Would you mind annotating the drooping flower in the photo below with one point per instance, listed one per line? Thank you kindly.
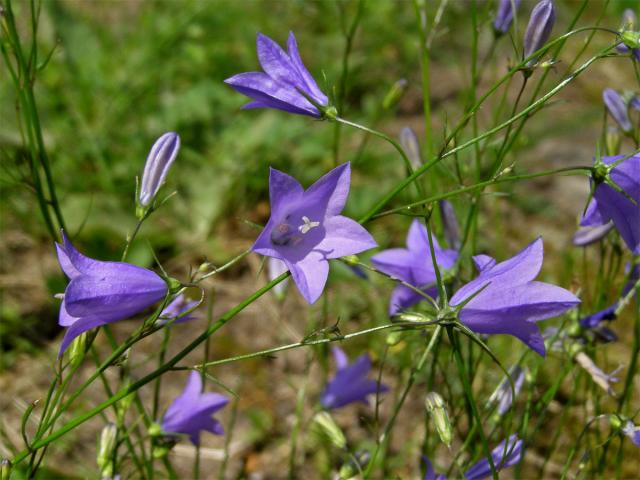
(503, 395)
(178, 306)
(413, 265)
(615, 206)
(102, 292)
(192, 411)
(507, 299)
(617, 108)
(543, 16)
(284, 77)
(504, 16)
(350, 383)
(306, 229)
(506, 454)
(159, 161)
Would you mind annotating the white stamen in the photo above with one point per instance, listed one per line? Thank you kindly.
(308, 225)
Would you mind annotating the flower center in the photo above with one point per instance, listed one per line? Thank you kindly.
(286, 233)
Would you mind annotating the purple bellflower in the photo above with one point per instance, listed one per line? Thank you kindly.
(506, 454)
(616, 206)
(617, 108)
(504, 16)
(413, 265)
(350, 383)
(178, 306)
(102, 292)
(159, 161)
(192, 411)
(281, 83)
(507, 299)
(543, 16)
(306, 229)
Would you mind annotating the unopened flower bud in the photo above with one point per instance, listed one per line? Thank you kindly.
(160, 159)
(328, 427)
(411, 145)
(106, 447)
(5, 469)
(77, 350)
(394, 94)
(617, 108)
(436, 408)
(543, 16)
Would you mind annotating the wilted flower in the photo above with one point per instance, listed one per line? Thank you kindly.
(508, 300)
(504, 16)
(102, 292)
(543, 16)
(613, 205)
(192, 411)
(411, 145)
(281, 83)
(506, 454)
(617, 108)
(413, 265)
(350, 383)
(159, 161)
(633, 432)
(177, 307)
(306, 229)
(503, 395)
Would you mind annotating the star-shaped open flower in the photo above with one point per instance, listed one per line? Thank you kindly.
(192, 411)
(611, 205)
(306, 229)
(102, 292)
(281, 83)
(413, 265)
(508, 300)
(350, 383)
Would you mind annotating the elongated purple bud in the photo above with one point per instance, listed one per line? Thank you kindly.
(617, 108)
(504, 16)
(543, 16)
(160, 159)
(411, 145)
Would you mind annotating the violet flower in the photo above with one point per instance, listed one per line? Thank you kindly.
(617, 108)
(102, 292)
(306, 229)
(413, 265)
(178, 306)
(159, 161)
(503, 395)
(616, 206)
(504, 16)
(281, 83)
(192, 411)
(506, 454)
(543, 16)
(507, 299)
(350, 383)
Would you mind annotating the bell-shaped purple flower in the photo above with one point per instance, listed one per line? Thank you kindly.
(618, 207)
(413, 265)
(350, 384)
(507, 299)
(506, 454)
(281, 83)
(102, 292)
(159, 161)
(178, 306)
(192, 411)
(617, 108)
(504, 16)
(543, 16)
(306, 229)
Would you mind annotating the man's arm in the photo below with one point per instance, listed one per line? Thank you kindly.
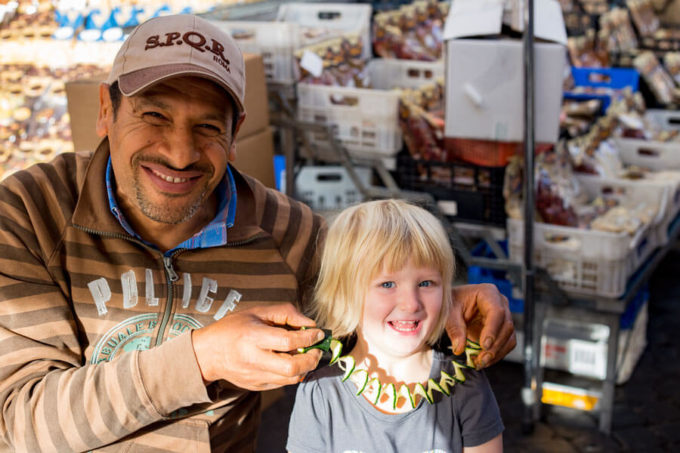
(52, 401)
(480, 312)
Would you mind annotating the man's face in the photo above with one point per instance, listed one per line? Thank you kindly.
(170, 146)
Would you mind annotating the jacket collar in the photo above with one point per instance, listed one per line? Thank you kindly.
(92, 209)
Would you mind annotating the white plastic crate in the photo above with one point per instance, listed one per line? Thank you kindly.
(365, 120)
(581, 261)
(595, 262)
(664, 195)
(330, 188)
(664, 119)
(275, 41)
(649, 154)
(338, 17)
(298, 25)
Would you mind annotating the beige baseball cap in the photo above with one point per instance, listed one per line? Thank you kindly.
(179, 45)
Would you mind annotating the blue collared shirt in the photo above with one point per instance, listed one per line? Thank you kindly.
(213, 234)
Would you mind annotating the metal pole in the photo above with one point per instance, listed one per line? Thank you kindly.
(529, 391)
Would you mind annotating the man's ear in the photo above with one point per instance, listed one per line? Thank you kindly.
(105, 115)
(232, 148)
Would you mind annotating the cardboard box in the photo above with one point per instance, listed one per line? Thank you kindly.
(485, 77)
(255, 156)
(256, 101)
(83, 105)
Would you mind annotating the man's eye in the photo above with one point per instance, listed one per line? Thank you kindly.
(153, 117)
(209, 130)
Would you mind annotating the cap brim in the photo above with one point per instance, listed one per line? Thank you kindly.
(134, 82)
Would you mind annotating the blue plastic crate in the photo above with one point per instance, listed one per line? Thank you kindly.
(615, 79)
(477, 274)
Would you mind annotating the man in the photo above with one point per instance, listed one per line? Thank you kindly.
(147, 288)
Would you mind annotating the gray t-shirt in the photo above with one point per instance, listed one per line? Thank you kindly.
(329, 417)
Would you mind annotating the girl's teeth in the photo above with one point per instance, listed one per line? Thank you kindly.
(169, 178)
(405, 325)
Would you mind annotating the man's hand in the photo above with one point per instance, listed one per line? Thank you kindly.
(481, 313)
(254, 350)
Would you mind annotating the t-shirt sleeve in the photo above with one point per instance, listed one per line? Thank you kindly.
(479, 415)
(309, 420)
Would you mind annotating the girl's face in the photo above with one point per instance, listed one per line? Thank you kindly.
(401, 309)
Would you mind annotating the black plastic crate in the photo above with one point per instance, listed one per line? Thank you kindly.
(474, 193)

REQUIREMENTS: Format every line of the rows above as a JSON list of strings, one string per line, with blank lines skipped and the pictures left out.

EXERCISE RESULT:
[
  "Would you mind annotating the drooping flower in the photo below with one point per instance, listed one per line? Thank you kindly.",
  "(503, 395)",
  "(178, 306)",
  "(413, 265)",
  "(615, 206)",
  "(102, 292)",
  "(192, 411)",
  "(507, 299)",
  "(617, 108)",
  "(543, 16)",
  "(284, 77)",
  "(504, 16)",
  "(350, 383)",
  "(306, 229)",
  "(506, 454)",
  "(159, 161)",
  "Would you mind annotating the white stamen in the photo above with one point per instance, listed one per line? Thank you kindly.",
  "(308, 225)",
  "Would you mind annotating the flower center in the photo above with one point per instance, listed one per line? Thank you kindly.",
  "(286, 233)",
  "Would you mind annotating the purple bellflower in the photo above with one point per instance, listed one per line? Thank you kindly.",
  "(506, 454)",
  "(616, 206)",
  "(617, 108)",
  "(504, 16)",
  "(413, 265)",
  "(350, 383)",
  "(178, 306)",
  "(102, 292)",
  "(159, 161)",
  "(192, 411)",
  "(281, 83)",
  "(507, 299)",
  "(543, 16)",
  "(306, 229)",
  "Would you mind annotating the unopened flower bud in the photo above with one point per instance, listed one per line? Thank you kindly.",
  "(160, 159)",
  "(328, 427)",
  "(411, 145)",
  "(106, 447)",
  "(5, 469)",
  "(77, 350)",
  "(394, 94)",
  "(617, 108)",
  "(436, 408)",
  "(543, 16)",
  "Would you mind annotating the wilted flower in the photo above with one point per instance, listed one per line? Thank you kindly.",
  "(508, 300)",
  "(504, 16)",
  "(102, 292)",
  "(543, 16)",
  "(613, 205)",
  "(192, 411)",
  "(411, 145)",
  "(281, 83)",
  "(506, 454)",
  "(617, 108)",
  "(413, 265)",
  "(350, 383)",
  "(159, 161)",
  "(633, 432)",
  "(177, 307)",
  "(306, 229)",
  "(503, 395)",
  "Would you mind annotating the star-shaped open flower in the photo above with one point per instance, listed one per line? Thank you kindly.",
  "(192, 411)",
  "(611, 205)",
  "(306, 229)",
  "(102, 292)",
  "(281, 83)",
  "(413, 265)",
  "(508, 300)",
  "(350, 383)",
  "Would you mind annotating the elongated purple bud in the photo above with one point per instance, listed one per line? Thank you kindly.",
  "(617, 108)",
  "(504, 16)",
  "(543, 16)",
  "(160, 159)",
  "(411, 145)",
  "Would you mind annotating the violet flower in the photo above with one point per instance, listed one per line? Thank you kindly.",
  "(617, 108)",
  "(102, 292)",
  "(306, 229)",
  "(413, 265)",
  "(178, 306)",
  "(159, 161)",
  "(503, 395)",
  "(616, 206)",
  "(504, 16)",
  "(281, 83)",
  "(192, 411)",
  "(506, 454)",
  "(543, 16)",
  "(507, 299)",
  "(350, 383)",
  "Would you mind annotating the bell-shaped purple flower in the photo above with one point per instance, listed one per line? Thank you kindly.",
  "(618, 207)",
  "(413, 265)",
  "(350, 384)",
  "(507, 299)",
  "(506, 454)",
  "(281, 83)",
  "(102, 292)",
  "(159, 161)",
  "(178, 306)",
  "(192, 411)",
  "(617, 108)",
  "(504, 16)",
  "(543, 16)",
  "(306, 229)",
  "Would you mind annotating the man's arm in the photo below with one point per instance, listed one per line? Thank you kindly.",
  "(52, 401)",
  "(480, 312)",
  "Would you mind annotating the man's face in the photo above with one point per instance, listed one per line? Thank you kindly.",
  "(170, 146)",
  "Would you mind annotating the jacket collar in the photo above with one point per instance, listed one per line? Thank you kindly.",
  "(92, 209)",
  "Would you mind annotating the white plastic crate in the photo above with one point per instance, listed one per line? Thank you kindly.",
  "(365, 120)",
  "(581, 261)",
  "(595, 262)",
  "(664, 195)",
  "(330, 188)",
  "(664, 119)",
  "(275, 41)",
  "(649, 154)",
  "(338, 17)",
  "(298, 25)",
  "Would you mind annotating the beige baseball cap in the photo above with one point per instance, listed one per line? Thank you kindly.",
  "(179, 45)",
  "Would you mind annotating the blue collared shirt in the photo above with one point per instance, listed one per line? Thank you kindly.",
  "(213, 234)",
  "Would you mind annotating the metal pole in the photo above with one point per instance, listed one per line? Thank you kindly.",
  "(529, 391)",
  "Would you mind annotating the man's ear in the photo above with one point per instance, listed one per line? Thank you kindly.",
  "(105, 115)",
  "(232, 148)",
  "Would you mind annotating the cardboard box in the photo above with one point per instance, listed one per line? Thank you kindly.",
  "(485, 77)",
  "(255, 156)",
  "(256, 101)",
  "(83, 105)",
  "Would you mind annotating the man's eye in the photo above with one point per instance, listed one per line? Thank you kindly.",
  "(153, 117)",
  "(209, 130)",
  "Would you mind annotating the cap brim in the photo above with one point per instance, listed one per line? Thank you kindly.",
  "(134, 82)",
  "Would you mind annotating the blue plastic crate in the photo above with one point per instance, listed one per line? Thank you kindly.",
  "(615, 79)",
  "(477, 274)",
  "Would you mind annotating the man in the photo above with one point per instance, listed one per line? Thank you kindly.",
  "(147, 288)",
  "Would you mind annotating the gray t-shirt in the photo above with one point per instance, listed one per line? Thank you kindly.",
  "(329, 417)",
  "Would you mind annotating the girl's teeth in the photo above with one point per instance, listed one per line? Thank you kindly.",
  "(169, 178)",
  "(405, 325)",
  "Would you mind annotating the man's hand in the photo above with one point per instance, listed one per line? Thank you kindly.",
  "(481, 313)",
  "(254, 350)",
  "Would you mind annotating the t-shirt sleeve in the photo above with one point per instance, listed one per line? Thank you kindly.",
  "(479, 415)",
  "(309, 420)",
  "Would you mind annotating the girl's face in the photo above with one point per instance, listed one per line? Thank you kindly.",
  "(401, 309)",
  "Would you mind annotating the black plastic crate in the photo above with one point per instance, listed one per line? Thank you kindly.",
  "(474, 193)"
]